The power of words and artists at work

On Thursday 7th March we celebrated World Book Day. Each of us dressed as a word to celebrate our rich and varied vocabulary.  We wrote a definition for our chosen word and thought about synonyms and antonyms too. The creativity and imagination was incredible. We took great delight in strutting down the aisle during the whole school vocabulary parade. What a truly tremendous effort! Words in Willow Class included: rebellious, jovial, injured, nocturnal, juxtaposition, athletic, unique, spaghettification, discombobulated, swagger, blushing, crazy, sleepy, somnolent, nefarious, potato, artist, fancy, puzzled and incognito.

→ **Source material**
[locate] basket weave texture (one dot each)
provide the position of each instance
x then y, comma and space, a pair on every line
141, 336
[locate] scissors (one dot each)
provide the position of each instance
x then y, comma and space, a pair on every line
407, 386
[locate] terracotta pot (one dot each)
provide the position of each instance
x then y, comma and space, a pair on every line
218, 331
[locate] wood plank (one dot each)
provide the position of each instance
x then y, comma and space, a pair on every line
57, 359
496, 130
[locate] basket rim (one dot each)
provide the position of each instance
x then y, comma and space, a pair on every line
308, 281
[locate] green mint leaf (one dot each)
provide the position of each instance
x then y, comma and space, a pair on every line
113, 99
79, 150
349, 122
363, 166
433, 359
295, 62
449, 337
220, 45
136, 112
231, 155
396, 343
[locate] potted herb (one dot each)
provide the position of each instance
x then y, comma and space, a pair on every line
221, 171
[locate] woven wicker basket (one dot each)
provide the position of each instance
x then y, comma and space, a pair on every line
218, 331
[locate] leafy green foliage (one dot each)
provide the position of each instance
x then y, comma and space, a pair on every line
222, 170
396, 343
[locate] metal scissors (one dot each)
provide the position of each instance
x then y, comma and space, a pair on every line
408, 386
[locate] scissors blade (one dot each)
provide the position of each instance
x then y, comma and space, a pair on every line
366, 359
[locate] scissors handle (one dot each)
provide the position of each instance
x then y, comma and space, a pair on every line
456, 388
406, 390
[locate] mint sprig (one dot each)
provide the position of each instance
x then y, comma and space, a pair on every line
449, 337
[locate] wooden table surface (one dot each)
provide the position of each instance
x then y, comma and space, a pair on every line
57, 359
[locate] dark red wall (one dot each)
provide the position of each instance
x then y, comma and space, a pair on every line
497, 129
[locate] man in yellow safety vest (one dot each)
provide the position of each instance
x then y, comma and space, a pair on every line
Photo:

→ **Work request A**
On what day did Willow Class celebrate World Book Day, according to the World Book Day post?
→ **Work request B**
Please continue the World Book Day post from its last sentence.
You can set the data aside.

→ **Final answer A**
Thursday 7th March.

→ **Final answer B**
Mr. Dave Willett, one of our lovely Governors, visited us earlier in the week to share his love of reading. He read from one of his all time favourite books and we had to try to work out the character being described. After lots of clues including long black cloak, shiny black hair, white shirt and cane, we agreed it was Lucifer! It was a dramatic extract, read brilliantly and enjoyed by us all. Mr. Willett is a great ambassador for reading and he spoke passionately about the impact books have had on his life. Thank you for sharing this love of reading with us, Mr. Willett. It is always such a pleasure to be read to.

This year the National Gallery in London celebrates its Bicentenary – 200 years of bringing people and paintings together. It houses some of the world’s greatest paintings and is free to visit. On Tuesday, we had the wonderful opportunity of working with the National Gallery for an online workshop.  Our session was all about the works of Claude Monet, a French Impressionist painter, and his use of colour. Many of the paintings in the National Gallery are very old. We can see this by the scenes depicted in the paintings. The clues are often the clothes worn by the people in the paintings and the subject matter. Paint in tubes was not available until the start of the 1900s and many of the paints for these pictures used pigment from nature (berries, bugs and beetles, precious stones such as lapis lazuli and even cows’ urine!).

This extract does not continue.